Visual artist Matthew Schreiber utilises lights to activate your senses

Last year’s Houston, Texas’ Day For Night Festival participant, Matthew Schreiber, is a visual artist that works with light, space, and holography. His work is based on geometry, physics, and the occult. Based in New York, Schreiber also worked as a lighting expert for James Turrell.

An expert in holography, Schreiber’s installations, mould lights in thin air. The immaterial that appears to be tangible, is an illusion of his calculated lights alignments and structures. His intense use of dark primary colours takes the audience to a third-world dimension. He applies an unstated technique where the audience could step into the laser lights and experience the space in multiple perspectives. The carefully formulated environment activates a total use of our senses.

# [Supplied records]
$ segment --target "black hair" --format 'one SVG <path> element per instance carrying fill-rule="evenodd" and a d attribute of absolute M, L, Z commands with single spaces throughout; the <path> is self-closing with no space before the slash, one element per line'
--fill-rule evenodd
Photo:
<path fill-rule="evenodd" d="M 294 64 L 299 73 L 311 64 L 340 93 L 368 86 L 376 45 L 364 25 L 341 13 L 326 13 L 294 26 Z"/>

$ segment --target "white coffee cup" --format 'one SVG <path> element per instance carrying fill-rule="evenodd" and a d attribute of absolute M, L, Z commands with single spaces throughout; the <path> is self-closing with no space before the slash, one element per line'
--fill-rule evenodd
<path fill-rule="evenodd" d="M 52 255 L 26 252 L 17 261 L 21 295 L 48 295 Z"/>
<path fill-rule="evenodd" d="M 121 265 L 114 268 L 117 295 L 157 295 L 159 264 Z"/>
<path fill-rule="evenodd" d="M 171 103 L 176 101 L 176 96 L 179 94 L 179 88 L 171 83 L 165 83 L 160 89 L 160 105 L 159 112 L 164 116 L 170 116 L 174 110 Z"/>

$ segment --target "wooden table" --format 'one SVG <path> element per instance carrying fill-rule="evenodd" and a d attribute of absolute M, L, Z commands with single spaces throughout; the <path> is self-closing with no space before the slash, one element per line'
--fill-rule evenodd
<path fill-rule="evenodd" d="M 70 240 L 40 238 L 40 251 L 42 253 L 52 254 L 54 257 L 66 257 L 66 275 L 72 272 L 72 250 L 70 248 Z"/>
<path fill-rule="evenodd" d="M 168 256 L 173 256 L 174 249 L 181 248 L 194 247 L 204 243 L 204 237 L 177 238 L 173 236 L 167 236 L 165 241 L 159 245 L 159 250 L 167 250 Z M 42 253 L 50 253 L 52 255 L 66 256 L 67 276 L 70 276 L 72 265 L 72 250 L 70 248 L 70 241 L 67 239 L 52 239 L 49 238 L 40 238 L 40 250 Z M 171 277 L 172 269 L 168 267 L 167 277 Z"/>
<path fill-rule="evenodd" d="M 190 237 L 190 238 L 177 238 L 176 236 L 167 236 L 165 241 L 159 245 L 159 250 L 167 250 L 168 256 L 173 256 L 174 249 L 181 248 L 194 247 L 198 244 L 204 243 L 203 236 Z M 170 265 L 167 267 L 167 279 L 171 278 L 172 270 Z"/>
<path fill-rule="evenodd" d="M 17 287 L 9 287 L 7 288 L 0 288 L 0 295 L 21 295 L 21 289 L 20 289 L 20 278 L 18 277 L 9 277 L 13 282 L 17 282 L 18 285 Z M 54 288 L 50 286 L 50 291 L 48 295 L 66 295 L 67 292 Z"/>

# [List of tasks]
1. Reproduce word for word the passage of the article on Matthew Schreiber, starting with "Visual artist Matthew" and going on through "for James Turrell.".
2. According to the article on Matthew Schreiber, for whom did he work as a lighting expert?
3. Do these statements agree with the article on Matthew Schreiber? Answer yes or no for each, quoting the words of the article that decide it.
(a) Schreiber's work is based on geometry, physics, and the occult.
(b) Schreiber took part in the Day For Night Festival in Houston, Texas.
(c) Schreiber's installations rely on soft pastel colors.

# [In response]
1.
Visual artist Matthew Schreiber utilises lights to activate your senses

Last year’s Houston, Texas’ Day For Night Festival participant, Matthew Schreiber, is a visual artist that works with light, space, and holography. His work is based on geometry, physics, and the occult. Based in New York, Schreiber also worked as a lighting expert for James Turrell.

2. James Turrell.

3.
(a) Yes: "His work is based on geometry, physics, and the occult."
(b) Yes: "Last year’s Houston, Texas’ Day For Night Festival participant, Matthew Schreiber"
(c) No: "His intense use of dark primary colours"